## WORK INSTRUCTIONS
Copy, exactly and without additions, every line in the records below from the one holding "Every instance of the boy's" through the one holding "Every instance of the muddy", both ends included.

## Natural-language object grounding data
________

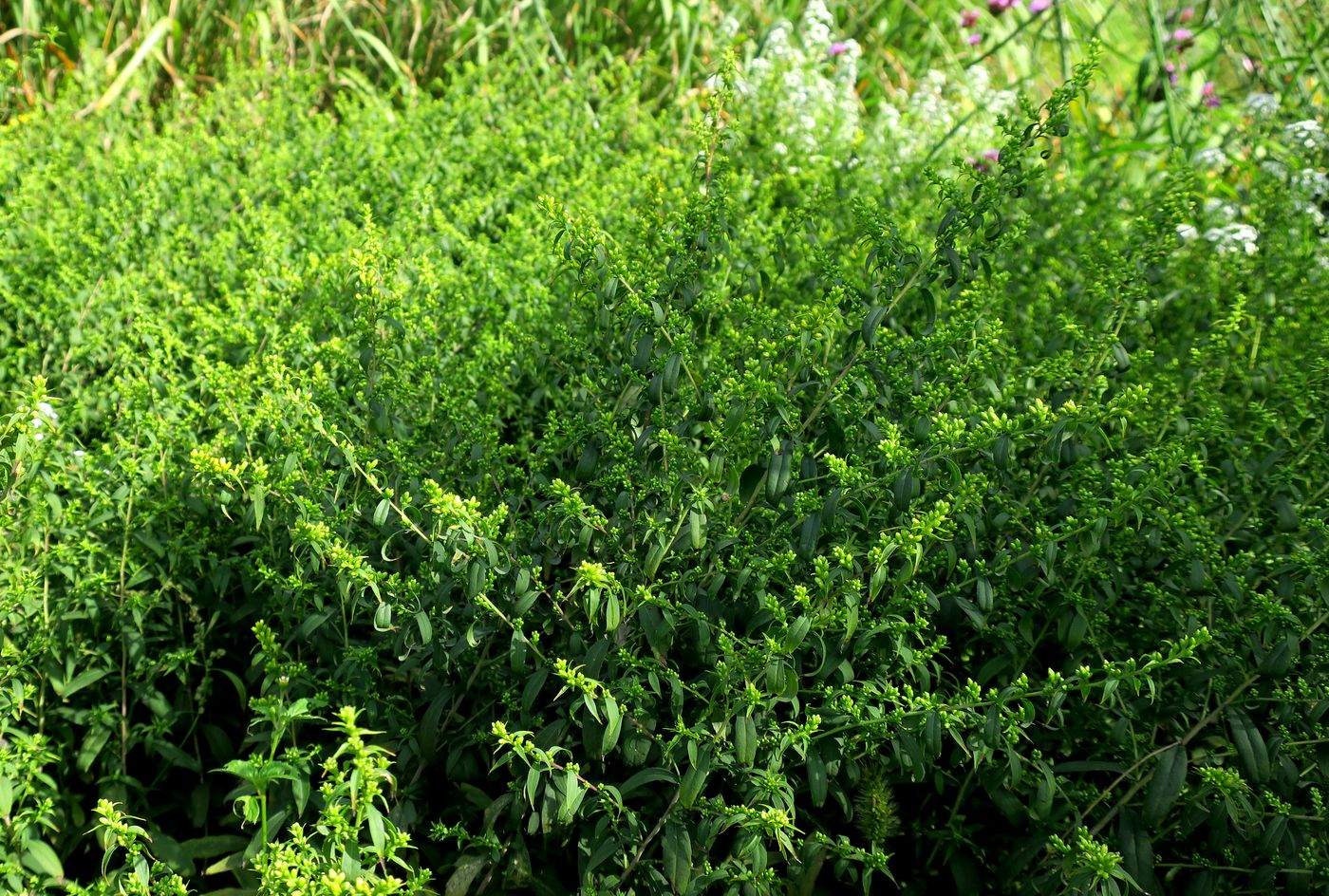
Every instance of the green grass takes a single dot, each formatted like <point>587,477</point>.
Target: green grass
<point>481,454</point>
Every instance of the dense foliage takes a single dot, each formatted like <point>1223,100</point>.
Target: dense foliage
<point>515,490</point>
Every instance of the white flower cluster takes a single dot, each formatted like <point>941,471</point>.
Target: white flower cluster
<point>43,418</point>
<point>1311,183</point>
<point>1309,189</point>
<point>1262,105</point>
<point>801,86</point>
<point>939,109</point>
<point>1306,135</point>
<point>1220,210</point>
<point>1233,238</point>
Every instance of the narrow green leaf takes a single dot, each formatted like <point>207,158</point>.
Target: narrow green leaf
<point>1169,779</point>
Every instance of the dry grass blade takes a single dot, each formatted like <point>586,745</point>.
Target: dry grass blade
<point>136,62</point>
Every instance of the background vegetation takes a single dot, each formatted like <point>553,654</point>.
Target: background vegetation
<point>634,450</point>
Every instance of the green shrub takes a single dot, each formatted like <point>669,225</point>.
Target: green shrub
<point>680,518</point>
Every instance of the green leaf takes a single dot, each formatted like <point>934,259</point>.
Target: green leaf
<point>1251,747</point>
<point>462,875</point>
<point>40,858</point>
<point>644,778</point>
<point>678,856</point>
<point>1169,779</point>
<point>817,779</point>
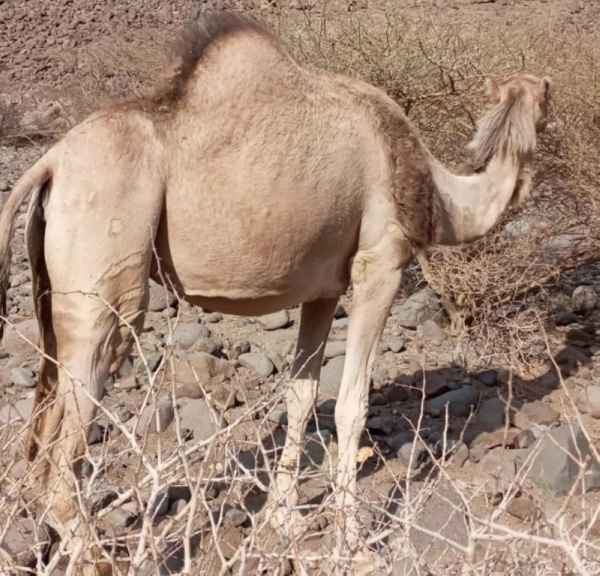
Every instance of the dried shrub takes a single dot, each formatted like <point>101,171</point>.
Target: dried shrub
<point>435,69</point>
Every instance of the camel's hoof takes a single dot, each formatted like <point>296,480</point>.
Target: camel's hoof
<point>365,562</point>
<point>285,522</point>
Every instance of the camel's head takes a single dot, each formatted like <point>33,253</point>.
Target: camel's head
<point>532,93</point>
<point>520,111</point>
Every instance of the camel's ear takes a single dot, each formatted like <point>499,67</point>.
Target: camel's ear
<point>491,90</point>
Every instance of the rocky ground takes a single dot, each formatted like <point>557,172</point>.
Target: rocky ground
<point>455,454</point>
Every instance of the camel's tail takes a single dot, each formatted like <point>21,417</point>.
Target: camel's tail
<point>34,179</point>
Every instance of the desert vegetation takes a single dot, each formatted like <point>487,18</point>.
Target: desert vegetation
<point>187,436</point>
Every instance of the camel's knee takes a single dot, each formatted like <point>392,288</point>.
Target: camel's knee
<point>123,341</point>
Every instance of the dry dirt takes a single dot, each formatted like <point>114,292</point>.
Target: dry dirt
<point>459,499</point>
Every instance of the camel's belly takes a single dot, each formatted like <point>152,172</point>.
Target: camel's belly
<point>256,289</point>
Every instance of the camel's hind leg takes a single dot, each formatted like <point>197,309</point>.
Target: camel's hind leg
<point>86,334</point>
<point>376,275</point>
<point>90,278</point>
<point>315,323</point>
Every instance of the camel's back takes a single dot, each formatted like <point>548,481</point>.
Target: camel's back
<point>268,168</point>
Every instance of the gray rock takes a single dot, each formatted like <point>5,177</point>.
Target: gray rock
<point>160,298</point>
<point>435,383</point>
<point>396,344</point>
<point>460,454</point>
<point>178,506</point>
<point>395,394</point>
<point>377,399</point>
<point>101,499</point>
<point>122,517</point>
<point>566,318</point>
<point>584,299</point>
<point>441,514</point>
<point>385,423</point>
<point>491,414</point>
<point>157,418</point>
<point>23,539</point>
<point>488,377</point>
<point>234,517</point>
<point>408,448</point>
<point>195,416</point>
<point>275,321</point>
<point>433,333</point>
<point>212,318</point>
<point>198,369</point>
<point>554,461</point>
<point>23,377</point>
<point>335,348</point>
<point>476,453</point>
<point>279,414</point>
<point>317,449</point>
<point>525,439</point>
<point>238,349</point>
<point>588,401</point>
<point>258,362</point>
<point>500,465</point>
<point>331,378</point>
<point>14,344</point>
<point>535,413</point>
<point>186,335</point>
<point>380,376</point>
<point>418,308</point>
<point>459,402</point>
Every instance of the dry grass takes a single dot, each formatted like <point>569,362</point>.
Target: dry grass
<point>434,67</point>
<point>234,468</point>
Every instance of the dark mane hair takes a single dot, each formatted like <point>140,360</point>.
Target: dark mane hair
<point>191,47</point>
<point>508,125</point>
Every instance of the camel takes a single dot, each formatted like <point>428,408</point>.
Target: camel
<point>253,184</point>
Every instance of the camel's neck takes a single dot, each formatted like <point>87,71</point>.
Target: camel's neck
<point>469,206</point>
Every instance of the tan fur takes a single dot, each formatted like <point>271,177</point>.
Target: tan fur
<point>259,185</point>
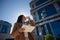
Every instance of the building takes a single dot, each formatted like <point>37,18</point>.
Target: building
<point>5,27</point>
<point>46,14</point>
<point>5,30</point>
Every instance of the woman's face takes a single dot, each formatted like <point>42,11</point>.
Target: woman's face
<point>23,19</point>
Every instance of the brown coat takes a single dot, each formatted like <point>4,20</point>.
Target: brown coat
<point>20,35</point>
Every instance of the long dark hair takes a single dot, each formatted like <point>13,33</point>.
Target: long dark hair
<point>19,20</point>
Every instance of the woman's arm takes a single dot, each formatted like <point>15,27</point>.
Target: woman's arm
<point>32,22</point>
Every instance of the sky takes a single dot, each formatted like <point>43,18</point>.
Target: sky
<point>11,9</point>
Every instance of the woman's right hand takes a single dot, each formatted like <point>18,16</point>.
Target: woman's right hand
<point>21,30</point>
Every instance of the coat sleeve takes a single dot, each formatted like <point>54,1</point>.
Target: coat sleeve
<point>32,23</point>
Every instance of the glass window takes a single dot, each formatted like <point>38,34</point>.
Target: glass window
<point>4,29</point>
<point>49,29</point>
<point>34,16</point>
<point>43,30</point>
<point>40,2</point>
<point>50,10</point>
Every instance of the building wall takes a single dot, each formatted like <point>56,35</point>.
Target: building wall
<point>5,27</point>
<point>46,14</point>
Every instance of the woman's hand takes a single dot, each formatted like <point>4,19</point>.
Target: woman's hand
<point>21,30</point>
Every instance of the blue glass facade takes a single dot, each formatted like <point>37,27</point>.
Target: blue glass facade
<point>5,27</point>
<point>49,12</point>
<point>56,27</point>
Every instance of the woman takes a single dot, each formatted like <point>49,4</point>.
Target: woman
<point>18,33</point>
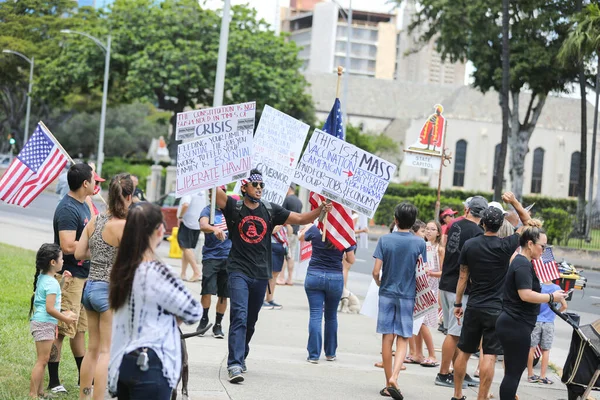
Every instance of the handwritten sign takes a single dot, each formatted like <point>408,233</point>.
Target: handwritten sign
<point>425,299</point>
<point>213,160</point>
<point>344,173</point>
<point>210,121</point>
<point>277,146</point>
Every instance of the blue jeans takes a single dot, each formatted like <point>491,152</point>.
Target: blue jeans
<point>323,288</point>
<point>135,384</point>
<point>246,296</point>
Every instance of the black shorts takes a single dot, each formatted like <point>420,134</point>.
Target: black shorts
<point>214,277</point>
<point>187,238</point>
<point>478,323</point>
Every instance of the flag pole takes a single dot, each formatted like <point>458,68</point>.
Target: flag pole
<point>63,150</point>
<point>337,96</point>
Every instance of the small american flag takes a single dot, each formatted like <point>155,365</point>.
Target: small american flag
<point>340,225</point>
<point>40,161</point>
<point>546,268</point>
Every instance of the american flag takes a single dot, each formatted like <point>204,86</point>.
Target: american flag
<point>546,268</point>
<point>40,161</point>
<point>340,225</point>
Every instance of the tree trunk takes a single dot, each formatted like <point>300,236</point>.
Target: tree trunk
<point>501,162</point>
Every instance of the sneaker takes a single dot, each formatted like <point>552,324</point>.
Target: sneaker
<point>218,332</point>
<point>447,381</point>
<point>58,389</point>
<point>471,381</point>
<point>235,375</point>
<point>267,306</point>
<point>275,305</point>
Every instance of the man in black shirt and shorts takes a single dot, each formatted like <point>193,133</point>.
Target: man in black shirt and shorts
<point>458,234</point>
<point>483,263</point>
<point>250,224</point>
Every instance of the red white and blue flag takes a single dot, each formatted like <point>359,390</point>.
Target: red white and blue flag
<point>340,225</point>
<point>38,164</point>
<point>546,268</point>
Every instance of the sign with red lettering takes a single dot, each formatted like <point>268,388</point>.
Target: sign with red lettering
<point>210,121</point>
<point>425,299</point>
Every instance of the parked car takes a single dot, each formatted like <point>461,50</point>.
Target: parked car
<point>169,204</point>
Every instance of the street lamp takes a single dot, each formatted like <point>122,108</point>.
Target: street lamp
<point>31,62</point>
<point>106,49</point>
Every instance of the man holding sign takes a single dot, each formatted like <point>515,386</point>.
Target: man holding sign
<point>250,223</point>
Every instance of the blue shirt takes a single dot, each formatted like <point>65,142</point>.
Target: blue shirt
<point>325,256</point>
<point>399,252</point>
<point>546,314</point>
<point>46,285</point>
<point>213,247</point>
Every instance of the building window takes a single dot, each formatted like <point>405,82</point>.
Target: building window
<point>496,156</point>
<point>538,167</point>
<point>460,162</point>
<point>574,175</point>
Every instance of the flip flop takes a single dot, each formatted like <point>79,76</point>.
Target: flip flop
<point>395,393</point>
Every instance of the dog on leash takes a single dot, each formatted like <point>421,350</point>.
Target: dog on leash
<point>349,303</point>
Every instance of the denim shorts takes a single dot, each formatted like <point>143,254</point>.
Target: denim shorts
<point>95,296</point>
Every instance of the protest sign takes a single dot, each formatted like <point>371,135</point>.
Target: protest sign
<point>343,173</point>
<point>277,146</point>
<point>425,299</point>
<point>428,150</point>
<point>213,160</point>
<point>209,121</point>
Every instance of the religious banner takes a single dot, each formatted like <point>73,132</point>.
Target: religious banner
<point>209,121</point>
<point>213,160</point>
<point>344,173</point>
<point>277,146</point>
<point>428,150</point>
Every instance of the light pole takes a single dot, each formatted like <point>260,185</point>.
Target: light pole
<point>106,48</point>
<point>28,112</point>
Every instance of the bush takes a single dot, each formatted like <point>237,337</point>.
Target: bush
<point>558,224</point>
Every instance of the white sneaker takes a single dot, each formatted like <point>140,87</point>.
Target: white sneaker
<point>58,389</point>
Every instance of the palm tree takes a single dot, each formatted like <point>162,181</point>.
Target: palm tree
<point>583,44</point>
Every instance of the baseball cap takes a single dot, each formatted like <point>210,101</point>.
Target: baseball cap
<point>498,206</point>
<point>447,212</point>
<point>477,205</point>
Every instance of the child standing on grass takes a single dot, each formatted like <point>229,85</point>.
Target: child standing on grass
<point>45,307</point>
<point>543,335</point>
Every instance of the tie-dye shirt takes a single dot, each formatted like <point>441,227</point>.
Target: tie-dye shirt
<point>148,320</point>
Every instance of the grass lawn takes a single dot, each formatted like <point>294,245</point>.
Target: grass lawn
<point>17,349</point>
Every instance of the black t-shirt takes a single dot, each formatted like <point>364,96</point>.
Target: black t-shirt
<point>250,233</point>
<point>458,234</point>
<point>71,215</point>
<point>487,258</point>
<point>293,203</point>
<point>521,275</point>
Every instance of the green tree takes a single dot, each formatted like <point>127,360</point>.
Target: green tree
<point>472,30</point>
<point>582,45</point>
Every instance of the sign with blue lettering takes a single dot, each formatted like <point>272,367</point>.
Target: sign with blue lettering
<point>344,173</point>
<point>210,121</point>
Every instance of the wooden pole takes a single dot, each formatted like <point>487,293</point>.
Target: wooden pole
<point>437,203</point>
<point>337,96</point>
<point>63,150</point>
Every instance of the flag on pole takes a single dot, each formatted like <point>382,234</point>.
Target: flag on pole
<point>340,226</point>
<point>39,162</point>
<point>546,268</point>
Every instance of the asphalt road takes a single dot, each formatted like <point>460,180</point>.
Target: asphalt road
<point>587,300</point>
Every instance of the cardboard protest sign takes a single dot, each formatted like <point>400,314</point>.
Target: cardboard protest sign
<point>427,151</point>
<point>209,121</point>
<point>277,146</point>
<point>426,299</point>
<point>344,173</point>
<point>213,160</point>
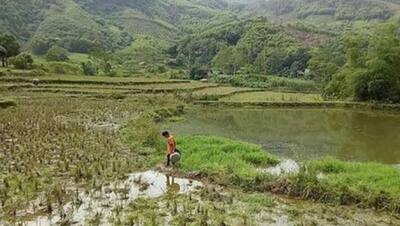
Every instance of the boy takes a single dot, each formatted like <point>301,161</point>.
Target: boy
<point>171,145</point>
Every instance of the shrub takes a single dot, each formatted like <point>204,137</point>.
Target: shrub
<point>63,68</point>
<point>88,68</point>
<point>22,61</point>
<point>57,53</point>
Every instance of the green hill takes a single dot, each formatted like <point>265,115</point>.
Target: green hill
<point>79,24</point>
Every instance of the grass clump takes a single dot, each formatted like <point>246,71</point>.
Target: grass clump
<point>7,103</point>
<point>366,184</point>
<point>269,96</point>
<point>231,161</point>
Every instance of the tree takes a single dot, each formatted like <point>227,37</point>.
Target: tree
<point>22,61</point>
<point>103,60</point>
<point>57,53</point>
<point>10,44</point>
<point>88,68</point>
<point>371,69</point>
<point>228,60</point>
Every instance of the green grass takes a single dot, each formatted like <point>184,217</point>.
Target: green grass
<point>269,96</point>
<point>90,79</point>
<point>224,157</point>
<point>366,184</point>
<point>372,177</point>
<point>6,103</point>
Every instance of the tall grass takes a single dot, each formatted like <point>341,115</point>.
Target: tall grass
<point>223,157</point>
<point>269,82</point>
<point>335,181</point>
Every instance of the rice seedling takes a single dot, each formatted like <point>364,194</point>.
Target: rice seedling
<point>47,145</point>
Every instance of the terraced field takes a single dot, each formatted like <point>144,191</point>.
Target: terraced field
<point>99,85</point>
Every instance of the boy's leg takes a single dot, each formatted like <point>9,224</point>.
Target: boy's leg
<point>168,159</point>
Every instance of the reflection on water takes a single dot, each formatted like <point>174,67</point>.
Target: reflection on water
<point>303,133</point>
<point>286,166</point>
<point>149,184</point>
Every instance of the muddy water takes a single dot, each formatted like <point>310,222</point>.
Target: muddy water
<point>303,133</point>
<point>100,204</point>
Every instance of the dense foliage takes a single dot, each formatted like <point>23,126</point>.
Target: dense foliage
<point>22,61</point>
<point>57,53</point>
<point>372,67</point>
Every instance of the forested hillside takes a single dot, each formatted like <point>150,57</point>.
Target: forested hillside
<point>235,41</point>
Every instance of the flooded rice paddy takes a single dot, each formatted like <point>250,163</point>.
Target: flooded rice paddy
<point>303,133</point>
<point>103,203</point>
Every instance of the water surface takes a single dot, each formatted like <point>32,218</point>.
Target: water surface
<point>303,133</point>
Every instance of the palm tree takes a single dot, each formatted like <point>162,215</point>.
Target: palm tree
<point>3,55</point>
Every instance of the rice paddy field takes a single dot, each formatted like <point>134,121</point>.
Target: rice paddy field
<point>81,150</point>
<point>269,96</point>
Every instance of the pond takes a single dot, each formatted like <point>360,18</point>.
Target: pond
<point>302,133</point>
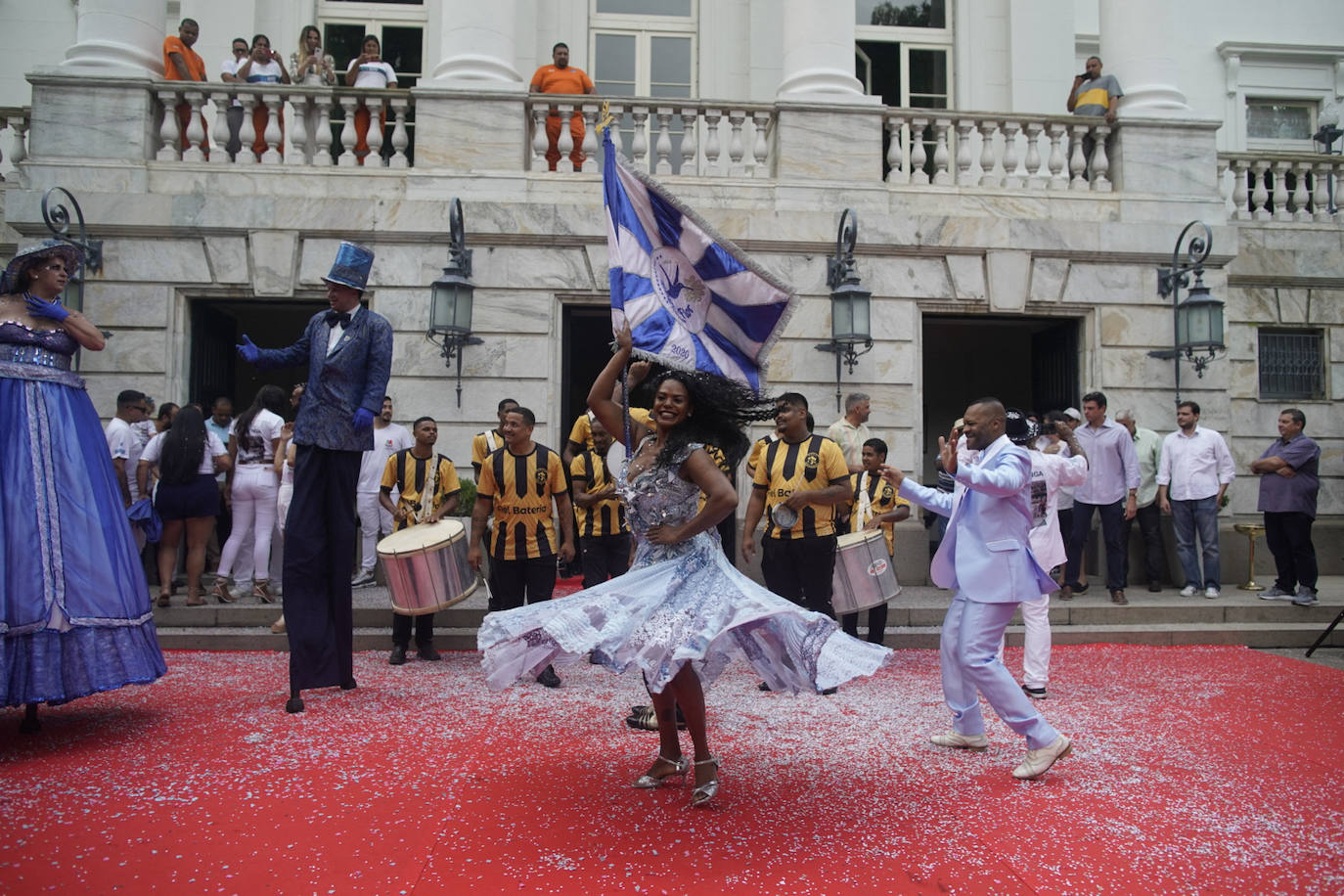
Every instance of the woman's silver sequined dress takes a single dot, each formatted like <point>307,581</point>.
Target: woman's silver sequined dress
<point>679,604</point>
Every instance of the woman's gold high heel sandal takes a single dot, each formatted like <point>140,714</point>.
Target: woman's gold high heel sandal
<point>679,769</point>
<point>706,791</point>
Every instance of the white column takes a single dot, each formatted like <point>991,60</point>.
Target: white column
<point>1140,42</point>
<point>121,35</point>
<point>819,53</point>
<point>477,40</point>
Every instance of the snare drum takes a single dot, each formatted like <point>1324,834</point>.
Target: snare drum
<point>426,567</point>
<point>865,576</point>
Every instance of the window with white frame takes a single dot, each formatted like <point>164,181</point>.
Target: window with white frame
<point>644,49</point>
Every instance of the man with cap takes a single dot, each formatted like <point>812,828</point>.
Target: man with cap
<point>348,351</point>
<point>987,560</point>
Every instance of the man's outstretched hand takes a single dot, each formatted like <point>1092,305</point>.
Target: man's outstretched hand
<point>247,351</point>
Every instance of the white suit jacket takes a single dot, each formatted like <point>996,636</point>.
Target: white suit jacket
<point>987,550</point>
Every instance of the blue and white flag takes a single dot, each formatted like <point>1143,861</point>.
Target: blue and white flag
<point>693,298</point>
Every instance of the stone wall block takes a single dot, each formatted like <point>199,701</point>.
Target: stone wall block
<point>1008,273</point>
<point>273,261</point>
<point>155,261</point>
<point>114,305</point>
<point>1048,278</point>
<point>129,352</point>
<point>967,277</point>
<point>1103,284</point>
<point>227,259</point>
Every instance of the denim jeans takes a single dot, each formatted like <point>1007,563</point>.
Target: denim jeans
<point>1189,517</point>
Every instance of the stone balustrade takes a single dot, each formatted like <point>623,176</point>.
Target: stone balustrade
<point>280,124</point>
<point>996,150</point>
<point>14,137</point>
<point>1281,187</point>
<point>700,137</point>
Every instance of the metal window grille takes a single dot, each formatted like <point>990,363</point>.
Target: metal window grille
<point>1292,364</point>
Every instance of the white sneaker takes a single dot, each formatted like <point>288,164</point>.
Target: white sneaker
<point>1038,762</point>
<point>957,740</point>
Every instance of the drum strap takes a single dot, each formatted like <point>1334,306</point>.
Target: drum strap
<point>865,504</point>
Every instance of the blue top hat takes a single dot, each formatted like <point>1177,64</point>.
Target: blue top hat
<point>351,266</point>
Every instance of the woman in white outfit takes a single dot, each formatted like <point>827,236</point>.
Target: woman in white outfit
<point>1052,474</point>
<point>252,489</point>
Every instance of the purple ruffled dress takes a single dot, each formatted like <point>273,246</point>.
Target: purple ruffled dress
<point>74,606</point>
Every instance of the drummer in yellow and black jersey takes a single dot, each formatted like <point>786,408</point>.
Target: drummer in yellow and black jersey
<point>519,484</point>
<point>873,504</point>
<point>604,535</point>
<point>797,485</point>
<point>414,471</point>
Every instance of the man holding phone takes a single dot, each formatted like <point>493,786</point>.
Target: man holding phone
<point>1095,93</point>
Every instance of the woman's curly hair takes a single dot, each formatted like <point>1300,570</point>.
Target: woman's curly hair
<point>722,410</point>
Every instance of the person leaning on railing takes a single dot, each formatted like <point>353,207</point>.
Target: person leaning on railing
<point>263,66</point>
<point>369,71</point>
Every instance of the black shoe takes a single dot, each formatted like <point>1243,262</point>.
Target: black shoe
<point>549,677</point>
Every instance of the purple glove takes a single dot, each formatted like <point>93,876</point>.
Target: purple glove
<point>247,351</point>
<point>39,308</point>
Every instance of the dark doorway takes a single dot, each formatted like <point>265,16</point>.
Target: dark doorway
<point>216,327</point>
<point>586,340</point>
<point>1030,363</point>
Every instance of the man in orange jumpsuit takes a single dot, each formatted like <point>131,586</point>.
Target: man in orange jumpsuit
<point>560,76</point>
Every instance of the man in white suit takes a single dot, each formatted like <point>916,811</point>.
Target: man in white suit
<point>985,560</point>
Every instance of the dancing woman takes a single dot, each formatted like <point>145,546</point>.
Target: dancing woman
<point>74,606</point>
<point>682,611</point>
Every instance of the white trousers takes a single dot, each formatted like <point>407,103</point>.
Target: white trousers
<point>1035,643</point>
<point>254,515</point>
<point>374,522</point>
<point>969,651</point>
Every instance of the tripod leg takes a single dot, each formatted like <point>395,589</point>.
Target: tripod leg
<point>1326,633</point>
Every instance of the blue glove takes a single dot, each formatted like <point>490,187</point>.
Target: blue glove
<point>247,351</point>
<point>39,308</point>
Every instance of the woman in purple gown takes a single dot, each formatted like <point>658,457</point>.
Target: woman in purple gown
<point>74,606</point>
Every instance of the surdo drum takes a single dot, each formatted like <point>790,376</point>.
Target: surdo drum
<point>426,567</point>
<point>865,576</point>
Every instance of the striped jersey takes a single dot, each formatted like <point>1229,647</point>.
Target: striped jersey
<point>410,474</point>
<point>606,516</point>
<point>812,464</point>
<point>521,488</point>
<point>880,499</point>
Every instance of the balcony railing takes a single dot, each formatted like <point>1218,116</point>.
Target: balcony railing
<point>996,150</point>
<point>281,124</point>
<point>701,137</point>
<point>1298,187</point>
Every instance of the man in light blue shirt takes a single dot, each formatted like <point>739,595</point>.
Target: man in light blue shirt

________

## ANSWER AREA
Every instance of the boy's leg takes a single dot, each formatted like <point>9,224</point>.
Target: boy's leg
<point>168,159</point>
Every instance of the reflection on water takes a single dot, each formatted like <point>174,67</point>.
Target: reflection on water
<point>303,133</point>
<point>286,166</point>
<point>149,184</point>
Every instance of the muddy water takes a single dot, each formatted like <point>310,222</point>.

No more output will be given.